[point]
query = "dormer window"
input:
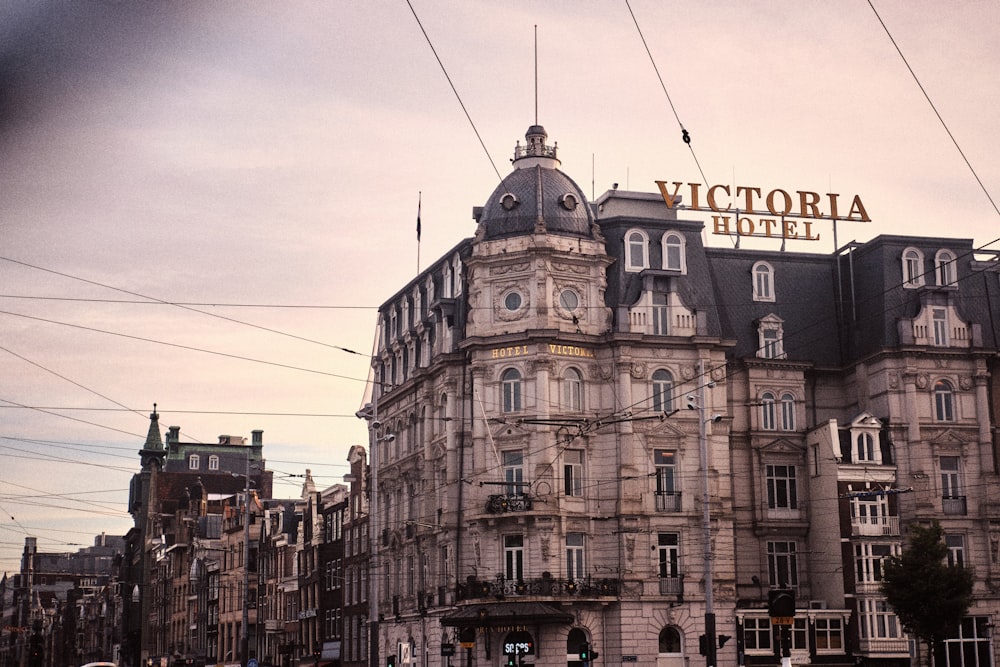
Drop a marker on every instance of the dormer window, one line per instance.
(770, 335)
(636, 250)
(913, 268)
(944, 267)
(673, 252)
(763, 282)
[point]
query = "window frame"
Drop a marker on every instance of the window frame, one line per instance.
(513, 556)
(572, 390)
(945, 268)
(781, 483)
(576, 556)
(913, 267)
(662, 383)
(674, 243)
(636, 240)
(782, 559)
(512, 383)
(762, 281)
(944, 401)
(787, 403)
(768, 411)
(573, 473)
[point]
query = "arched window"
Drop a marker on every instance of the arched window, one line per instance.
(572, 390)
(944, 401)
(864, 448)
(575, 641)
(636, 250)
(511, 390)
(670, 641)
(673, 252)
(787, 412)
(663, 388)
(763, 282)
(913, 268)
(767, 416)
(944, 267)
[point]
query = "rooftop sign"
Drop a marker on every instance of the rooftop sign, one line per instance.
(778, 218)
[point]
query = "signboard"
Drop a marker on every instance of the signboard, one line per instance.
(774, 213)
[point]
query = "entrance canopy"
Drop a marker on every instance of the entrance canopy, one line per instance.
(506, 614)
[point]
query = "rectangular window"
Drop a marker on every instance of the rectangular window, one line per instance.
(573, 472)
(574, 556)
(940, 327)
(781, 491)
(667, 496)
(513, 472)
(782, 565)
(829, 635)
(878, 621)
(660, 315)
(757, 635)
(956, 550)
(668, 558)
(513, 552)
(869, 561)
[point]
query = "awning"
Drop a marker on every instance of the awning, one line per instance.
(506, 614)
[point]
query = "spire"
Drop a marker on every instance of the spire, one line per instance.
(153, 440)
(152, 451)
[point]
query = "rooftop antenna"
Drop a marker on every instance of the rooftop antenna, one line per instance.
(536, 74)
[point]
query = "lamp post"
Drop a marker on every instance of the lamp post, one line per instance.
(245, 626)
(711, 647)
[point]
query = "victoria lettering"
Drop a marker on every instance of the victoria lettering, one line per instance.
(778, 203)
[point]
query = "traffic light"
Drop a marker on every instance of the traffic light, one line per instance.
(781, 603)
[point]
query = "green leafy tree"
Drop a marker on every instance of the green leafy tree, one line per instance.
(930, 597)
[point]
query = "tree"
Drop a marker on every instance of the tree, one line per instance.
(930, 596)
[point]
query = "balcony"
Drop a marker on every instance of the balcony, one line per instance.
(667, 502)
(954, 505)
(671, 586)
(508, 502)
(875, 525)
(545, 586)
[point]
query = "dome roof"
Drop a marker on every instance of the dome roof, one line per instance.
(536, 196)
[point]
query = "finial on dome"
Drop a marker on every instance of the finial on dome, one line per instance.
(537, 148)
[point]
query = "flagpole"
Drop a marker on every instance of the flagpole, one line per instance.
(419, 203)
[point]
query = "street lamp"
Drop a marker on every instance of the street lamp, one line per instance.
(699, 405)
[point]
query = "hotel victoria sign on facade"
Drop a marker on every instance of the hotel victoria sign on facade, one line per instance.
(538, 476)
(778, 221)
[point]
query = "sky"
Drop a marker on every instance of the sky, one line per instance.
(202, 204)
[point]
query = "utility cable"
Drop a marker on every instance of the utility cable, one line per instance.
(685, 135)
(454, 90)
(179, 305)
(934, 108)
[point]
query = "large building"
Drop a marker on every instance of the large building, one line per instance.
(591, 433)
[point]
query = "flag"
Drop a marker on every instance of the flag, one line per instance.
(419, 197)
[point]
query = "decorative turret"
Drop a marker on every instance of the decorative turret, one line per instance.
(152, 452)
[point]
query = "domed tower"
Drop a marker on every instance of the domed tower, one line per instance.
(538, 258)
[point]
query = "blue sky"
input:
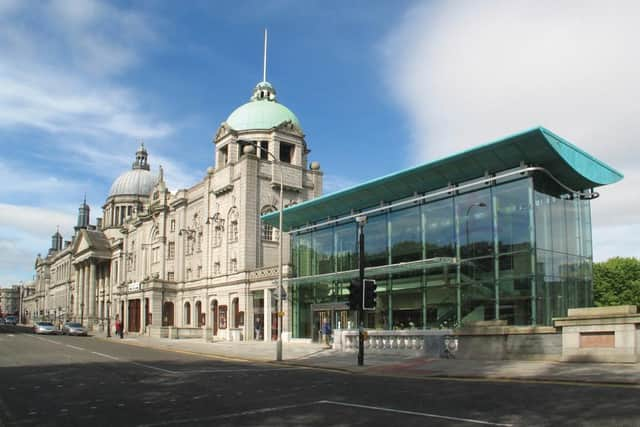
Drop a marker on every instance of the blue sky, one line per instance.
(377, 85)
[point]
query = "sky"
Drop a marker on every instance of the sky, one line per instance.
(378, 86)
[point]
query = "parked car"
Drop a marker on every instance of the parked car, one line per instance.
(44, 328)
(71, 328)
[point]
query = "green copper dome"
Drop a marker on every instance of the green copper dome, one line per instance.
(262, 111)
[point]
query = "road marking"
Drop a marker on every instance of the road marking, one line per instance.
(419, 414)
(74, 347)
(48, 340)
(247, 370)
(153, 367)
(105, 355)
(232, 415)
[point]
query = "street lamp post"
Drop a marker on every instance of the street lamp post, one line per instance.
(108, 319)
(281, 205)
(361, 220)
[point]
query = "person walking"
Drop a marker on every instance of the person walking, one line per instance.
(326, 331)
(119, 328)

▬▬▬

In your answer, give every line of the listing above exactly, and do not include the images.

:: EXERCISE RESPONSE ::
[point]
query = "dormer window"
input:
Drop a marker on every instance of the dormer window, one line per instance.
(770, 335)
(636, 250)
(913, 268)
(944, 267)
(673, 252)
(763, 282)
[point]
query = "window frame"
Drop a marker on every instance of the window frame, one line per instance.
(513, 556)
(572, 390)
(945, 268)
(781, 483)
(576, 556)
(913, 267)
(662, 383)
(674, 243)
(636, 240)
(782, 559)
(512, 383)
(762, 281)
(944, 401)
(787, 403)
(768, 411)
(573, 473)
[point]
query = "arched window"
Drop a marker on every instance of the arched window, one line per instance.
(572, 390)
(944, 401)
(864, 448)
(575, 641)
(636, 250)
(511, 390)
(670, 641)
(673, 252)
(787, 412)
(663, 388)
(763, 282)
(913, 268)
(767, 416)
(944, 267)
[point]
query = "rooftop sign"
Drop a marker on every instance of the rooftop sign, one line per instance.
(778, 218)
[point]
query = "signboard"
Drop a marker on every instance of the signboard, one line per instance.
(774, 213)
[point]
query = "entrance canopy"
Drop a marker on every instance of the entrance canopy, one line per instance.
(506, 614)
[point]
query = "rectangular window"
Drop a marker on every instance of the rectangular window, one line per instance.
(573, 472)
(574, 556)
(940, 327)
(781, 491)
(667, 496)
(513, 472)
(782, 565)
(829, 635)
(878, 621)
(660, 315)
(757, 635)
(956, 550)
(668, 558)
(513, 552)
(869, 561)
[point]
query = "awning"
Drop a marker on every instance of the awning, one line per instance.
(506, 614)
[point]
query = "spire"
Drop a marker on every instance of the spire, one line per instance.
(153, 440)
(152, 451)
[point]
query = "rooftop antenna"
Drop a marker on every instance of the rooftop antenna, one line per instance.
(536, 74)
[point]
query = "lamp post"
Drop a marker on every instance of the lamp post, one line per instance.
(245, 626)
(711, 647)
[point]
query = "victoria lettering"
Drop a marker on every instance of the victoria lettering, one line per instance.
(778, 203)
[point]
query = "traffic light"
Drop a marker on every instance of the traffic light, one line per instance.
(781, 603)
[point]
query = "green leafy tree"
Drop a marker on every instance of the green leafy tree, one line per instance.
(930, 597)
[point]
query = "tree"
Drop a marker on every instance of the tree, one line per instance.
(930, 596)
[point]
query = "balcony"
Drop a marker on every instance of the balcony, one line per instance.
(667, 502)
(954, 505)
(671, 586)
(508, 502)
(875, 525)
(545, 586)
[point]
query = "dome roof"
Drop a marker on every instance of the dome roof, one line per instance.
(536, 196)
[point]
query = "finial on dome"
Drop a marker on every instance of the finial on dome, one line per instance.
(537, 148)
[point]
query = "flagpole"
Drop a marker on every instance of the flagpole, one line per instance.
(419, 203)
[point]
query = "street lamp"
Drop a marker on every instance of the street lamp, one line per instance.
(699, 405)
[point]
query = "hotel victoria sign on facade"
Drop a marker on every instance of the hotel victoria sign on facade, one line per instance.
(538, 476)
(778, 221)
[point]
query = "sky"
Drop a marker on every instance of the sky, one line per instance.
(202, 204)
[point]
query = "utility cable"
Drop a marker on every instance of the utility cable, one line per instance.
(685, 135)
(454, 90)
(179, 305)
(934, 108)
[point]
query = "large building"
Drop a marker on every instance of the large building, one line per instance.
(591, 433)
[point]
query = "flag"
Drop a marker on every instance of the flag, one line per instance.
(419, 197)
[point]
query = "decorative turret"
Drop a marker on every instance of the decorative turret, one line per instance.
(152, 452)
[point]
query = "domed tower"
Drop a marker on every instance of the domed tower, one line per instance.
(538, 258)
[point]
query = "blue sky"
input:
Drop a marker on every instance of the blue sky, one line per instance.
(377, 85)
[point]
query = "sky"
Drop a marker on every instance of the sky, one line per instance.
(378, 86)
[point]
query = "parked car"
Drop a marker on every instance of the parked car, one line per instance.
(44, 328)
(71, 328)
[point]
query = "green copper dome"
Drop a marker on every instance of the green copper dome, one line per instance.
(262, 111)
[point]
query = "road marking"
Drop a marker on every instance of the road marking, one line per instance.
(419, 414)
(74, 347)
(48, 340)
(247, 370)
(153, 367)
(105, 355)
(232, 415)
[point]
query = "street lamp post"
Drop a marker on every instance of the street lamp post, one line per instance.
(108, 319)
(281, 205)
(361, 220)
[point]
query = "person walking"
Drop a marker on every instance of the person walking, one line per instance.
(326, 331)
(119, 328)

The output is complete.